What is being asked —
An exact copy of the data below is required; return it in full.

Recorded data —

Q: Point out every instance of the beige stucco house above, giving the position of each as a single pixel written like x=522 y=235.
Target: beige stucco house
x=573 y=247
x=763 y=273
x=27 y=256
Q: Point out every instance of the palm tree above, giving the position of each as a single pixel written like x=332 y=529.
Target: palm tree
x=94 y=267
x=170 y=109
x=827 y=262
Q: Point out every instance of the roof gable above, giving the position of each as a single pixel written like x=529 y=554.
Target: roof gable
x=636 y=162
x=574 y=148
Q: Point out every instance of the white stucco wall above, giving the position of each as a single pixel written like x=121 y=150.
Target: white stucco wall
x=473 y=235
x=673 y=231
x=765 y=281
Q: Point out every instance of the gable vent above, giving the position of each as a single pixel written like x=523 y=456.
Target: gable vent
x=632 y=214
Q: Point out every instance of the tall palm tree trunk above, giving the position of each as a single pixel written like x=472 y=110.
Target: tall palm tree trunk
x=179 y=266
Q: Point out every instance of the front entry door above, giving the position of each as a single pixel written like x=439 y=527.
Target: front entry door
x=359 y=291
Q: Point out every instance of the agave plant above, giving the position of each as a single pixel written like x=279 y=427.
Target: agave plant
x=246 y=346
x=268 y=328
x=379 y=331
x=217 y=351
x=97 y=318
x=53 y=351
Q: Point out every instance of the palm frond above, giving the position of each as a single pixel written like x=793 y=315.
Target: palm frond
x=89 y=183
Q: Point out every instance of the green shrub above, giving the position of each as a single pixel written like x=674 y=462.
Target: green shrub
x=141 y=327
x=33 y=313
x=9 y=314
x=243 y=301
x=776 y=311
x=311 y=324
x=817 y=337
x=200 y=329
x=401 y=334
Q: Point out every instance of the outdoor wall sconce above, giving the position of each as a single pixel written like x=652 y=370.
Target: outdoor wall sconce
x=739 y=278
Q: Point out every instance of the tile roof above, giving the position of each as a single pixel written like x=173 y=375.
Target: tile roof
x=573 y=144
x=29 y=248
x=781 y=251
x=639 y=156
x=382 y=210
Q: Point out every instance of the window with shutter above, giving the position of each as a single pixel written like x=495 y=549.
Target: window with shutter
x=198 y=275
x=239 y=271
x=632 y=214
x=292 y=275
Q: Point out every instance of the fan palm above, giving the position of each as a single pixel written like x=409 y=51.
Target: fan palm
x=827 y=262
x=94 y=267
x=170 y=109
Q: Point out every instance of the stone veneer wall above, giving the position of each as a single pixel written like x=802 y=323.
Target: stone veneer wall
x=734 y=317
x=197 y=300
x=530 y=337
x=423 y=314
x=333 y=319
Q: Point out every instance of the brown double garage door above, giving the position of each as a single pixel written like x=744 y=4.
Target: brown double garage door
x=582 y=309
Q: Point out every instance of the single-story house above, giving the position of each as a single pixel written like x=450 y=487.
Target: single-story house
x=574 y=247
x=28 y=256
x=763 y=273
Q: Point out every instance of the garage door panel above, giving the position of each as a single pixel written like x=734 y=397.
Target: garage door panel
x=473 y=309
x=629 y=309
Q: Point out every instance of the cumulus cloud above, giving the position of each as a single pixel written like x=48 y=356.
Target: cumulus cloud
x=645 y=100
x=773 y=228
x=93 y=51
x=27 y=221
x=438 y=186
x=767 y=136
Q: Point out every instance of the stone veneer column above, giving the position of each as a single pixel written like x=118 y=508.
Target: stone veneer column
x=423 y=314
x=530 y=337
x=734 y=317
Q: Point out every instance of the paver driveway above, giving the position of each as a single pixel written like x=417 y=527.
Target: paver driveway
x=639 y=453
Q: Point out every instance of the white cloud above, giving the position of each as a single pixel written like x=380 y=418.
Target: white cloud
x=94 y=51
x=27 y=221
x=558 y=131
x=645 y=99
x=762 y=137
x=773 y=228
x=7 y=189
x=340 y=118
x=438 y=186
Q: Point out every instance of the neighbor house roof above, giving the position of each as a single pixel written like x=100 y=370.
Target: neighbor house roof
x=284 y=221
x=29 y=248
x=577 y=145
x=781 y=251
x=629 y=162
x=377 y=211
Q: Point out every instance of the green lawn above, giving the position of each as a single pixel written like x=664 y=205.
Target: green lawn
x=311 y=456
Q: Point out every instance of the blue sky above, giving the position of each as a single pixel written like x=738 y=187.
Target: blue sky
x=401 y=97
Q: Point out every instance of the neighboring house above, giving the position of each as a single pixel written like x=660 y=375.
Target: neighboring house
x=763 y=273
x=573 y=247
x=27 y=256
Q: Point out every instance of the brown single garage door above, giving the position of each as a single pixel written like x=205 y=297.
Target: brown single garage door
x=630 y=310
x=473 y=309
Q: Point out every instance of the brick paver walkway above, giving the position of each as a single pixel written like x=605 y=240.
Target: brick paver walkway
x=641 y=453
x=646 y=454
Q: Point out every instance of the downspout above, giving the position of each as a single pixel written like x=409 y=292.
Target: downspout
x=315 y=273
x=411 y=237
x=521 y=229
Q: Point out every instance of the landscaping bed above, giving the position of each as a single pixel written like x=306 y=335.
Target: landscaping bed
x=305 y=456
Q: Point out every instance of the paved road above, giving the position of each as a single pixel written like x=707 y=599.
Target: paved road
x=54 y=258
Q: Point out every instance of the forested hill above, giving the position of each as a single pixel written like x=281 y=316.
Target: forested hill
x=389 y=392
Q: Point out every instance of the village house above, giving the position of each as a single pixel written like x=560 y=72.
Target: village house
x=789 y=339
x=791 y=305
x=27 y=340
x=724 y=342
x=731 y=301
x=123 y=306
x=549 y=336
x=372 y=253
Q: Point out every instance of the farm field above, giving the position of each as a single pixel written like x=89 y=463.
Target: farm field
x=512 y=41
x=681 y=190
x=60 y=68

Task answer —
Q: Point out every instance of the beige stucco house above, giving the position of each as a single pixel written like x=522 y=235.
Target: beige stucco house
x=573 y=247
x=763 y=273
x=27 y=256
Q: Point out every instance of the palm tree above, giving the position of each as a single pixel written like x=332 y=529.
Target: palm tree
x=94 y=267
x=170 y=109
x=827 y=262
Q: Point out every instance of the roof gable above, giving the position of each as a single pixel written like x=529 y=554.
Target: roof gable
x=636 y=162
x=574 y=148
Q: Point out every instance of the white stucco wall above, giving the position of each as a single pixel written like x=121 y=150.
Target: white stucco wall
x=473 y=235
x=673 y=231
x=765 y=281
Q: Point out every instance of the gable vent above, giving the position of each as a single pixel written like x=523 y=456.
Target: gable vent
x=632 y=214
Q: Point out every instance of the tall palm tree trunk above, giving the position of each as a single pixel written like x=472 y=110.
Target: tall palm tree trunk
x=179 y=266
Q: Point out every instance of the front entry door above, giving the position of each as a single pixel written like x=439 y=527.
Target: front entry door
x=359 y=291
Q: Point out every instance of the agave plant above, giving the position of each as a single pixel written like x=279 y=427.
Target: agave plant
x=246 y=346
x=268 y=328
x=379 y=331
x=217 y=351
x=97 y=318
x=53 y=351
Q: Point out every instance of the palm frond above, giving the position of each as a single pixel written like x=793 y=315.
Target: palm frond
x=89 y=183
Q: Point out every instance of the green shrub above, giving the position of each as a single pixel written like x=674 y=462.
Target: green shrub
x=141 y=327
x=33 y=313
x=9 y=314
x=243 y=301
x=776 y=311
x=311 y=324
x=817 y=337
x=200 y=329
x=401 y=334
Q: Point out every instance of the outdoor wall sconce above, giving the position of each as a single pixel written like x=652 y=370.
Target: outdoor wall sconce
x=739 y=278
Q: Point out every instance of the tile roof above, giving the position of each as a single pixel written like x=173 y=375.
Target: tile roof
x=573 y=144
x=29 y=248
x=781 y=251
x=639 y=156
x=382 y=210
Q: Point out every instance of the window with shutter above, giving the position of each as a single pixel written like x=495 y=549.
Target: window with shutter
x=198 y=275
x=239 y=271
x=632 y=214
x=292 y=275
Q: Point out every instance of the fan palm above, giving the position of each as a single pixel written like x=409 y=51.
Target: fan palm
x=827 y=262
x=94 y=267
x=170 y=109
Q: Point out every instance of the stone veneer wall above, giving the position of each as a single pixel written like x=802 y=323.
Target: stone veneer wall
x=734 y=317
x=197 y=300
x=530 y=337
x=423 y=314
x=333 y=319
Q: Point out every instance of the brown double garage door above, giving the position of each as a single pixel written like x=744 y=4.
Target: brown double garage door
x=582 y=309
Q: Point out every instance of the single-story house above, giving the position of each as a single pixel written like x=450 y=487.
Target: single-story house
x=574 y=247
x=28 y=256
x=763 y=273
Q: Point out every instance of the garage door panel above, giving the position of each as a single pixel written like x=734 y=397.
Target: garage door panel
x=473 y=309
x=629 y=309
Q: Point out every instance of the cumulus cloud above, giving the position of each as a single pixel written like x=48 y=356.
Target: cumulus cloud
x=645 y=100
x=773 y=228
x=93 y=51
x=27 y=221
x=438 y=186
x=767 y=136
Q: Point out every instance of the stone veneer column above, giving the position of each as a single pixel written like x=118 y=508.
Target: stone veneer column
x=423 y=314
x=530 y=337
x=734 y=317
Q: Point out every instance of the paver driveway above, giving the position of each as a single pixel written like x=417 y=527.
Target: paver driveway
x=639 y=453
Q: Point out every instance of the white cloud above, giving the position of each as a single pixel written like x=380 y=418.
Target: white cloud
x=94 y=51
x=27 y=221
x=558 y=131
x=645 y=99
x=762 y=137
x=773 y=228
x=7 y=189
x=340 y=118
x=438 y=186
Q: Point out every instance of the neighbor house roof above, giving the position of each as a single pixel written like x=100 y=370.
Target: neighbor house roof
x=284 y=221
x=29 y=248
x=577 y=145
x=781 y=251
x=629 y=162
x=377 y=211
Q: Point out every instance of the green lawn above, giving the position of each as a single pixel written like x=664 y=205.
Target: green lawn
x=311 y=456
Q: Point out every instance of the blue sky above, giving the position of each as a single pixel written like x=738 y=187.
Target: blue sky
x=401 y=97
Q: Point out every instance of the neighboring house above, giving the position of each as a single pixel written like x=660 y=375.
Target: neighboring house
x=763 y=273
x=573 y=247
x=27 y=256
Q: Point out every instance of the brown single garage door above, giving the position of each as a single pixel written like x=205 y=297.
Target: brown single garage door
x=630 y=310
x=473 y=309
Q: Point out every instance of the brick paver walkway above, giving the position of each as a single pixel written like x=605 y=240.
Target: brick paver walkway
x=641 y=453
x=646 y=454
Q: Point out every instance of the downspout above, giving the position of each as a single pixel written like x=409 y=292.
Target: downspout
x=315 y=273
x=411 y=237
x=521 y=229
Q: Point out every instance of the landscaping bed above, giving the position of each as a single pixel written like x=306 y=335.
Target: landscaping bed
x=305 y=456
Q: Point out every instance of the paved road above, giving the position of each as a single pixel written like x=707 y=599.
Target: paved road
x=54 y=258
Q: Point out every instance of the forested hill above, giving the position of each as a single pixel written like x=281 y=316.
Target: forested hill
x=389 y=392
Q: Point out every instance of the village house above, giving the position of each as a single pixel written like x=560 y=72.
Target: village house
x=789 y=339
x=791 y=305
x=27 y=340
x=724 y=342
x=731 y=301
x=123 y=306
x=549 y=336
x=372 y=253
Q: Point out every instance of the farm field above, giving the position of each as a single pixel written like x=89 y=463.
Target: farm field
x=512 y=41
x=681 y=190
x=60 y=68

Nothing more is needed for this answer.